-------- EXERCISE INPUT --------
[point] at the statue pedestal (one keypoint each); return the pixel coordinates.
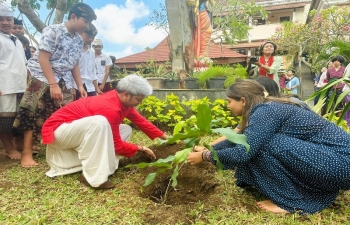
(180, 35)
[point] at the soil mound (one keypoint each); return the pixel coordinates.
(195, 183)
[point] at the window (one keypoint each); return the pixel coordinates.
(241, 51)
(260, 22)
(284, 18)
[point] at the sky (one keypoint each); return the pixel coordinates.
--------
**WHAT THE TASK REQUIRES:** A verbatim copy of the data, pictures removed, is the expected result.

**WRITTEN SOLUTION:**
[point] at the statue pedestal (one keypoint each); return the pixel coordinates.
(180, 35)
[point] at the soil mound (one keypoint each); return the pixel coordinates.
(195, 183)
[point] at the window (one keypoint each); return the pixel coordinates.
(241, 51)
(260, 22)
(284, 18)
[point] at the sky (one keypoint each); return the pixel coordinates.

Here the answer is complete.